- WHAT YOU NEED TO DO -
Apart from the pictures, which must be omitted, restate the data exactly.

- Point-per-instance localization data -
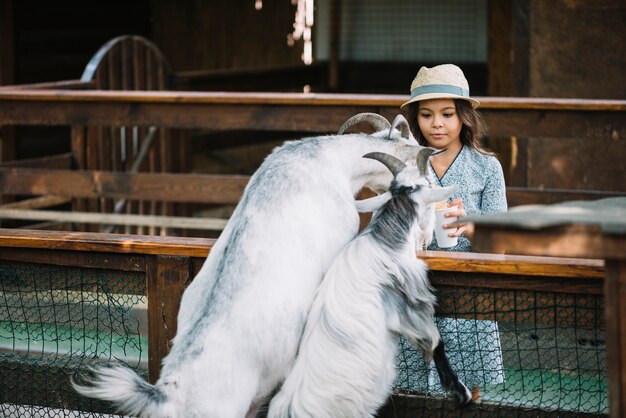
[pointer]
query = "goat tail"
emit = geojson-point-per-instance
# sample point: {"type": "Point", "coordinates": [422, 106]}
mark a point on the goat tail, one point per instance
{"type": "Point", "coordinates": [130, 393]}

- TASK OUTPUT -
[pointer]
query = "goat tail"
emit = geojson-point-per-instance
# sample point: {"type": "Point", "coordinates": [422, 106]}
mark a point on the goat tail, one point per instance
{"type": "Point", "coordinates": [130, 393]}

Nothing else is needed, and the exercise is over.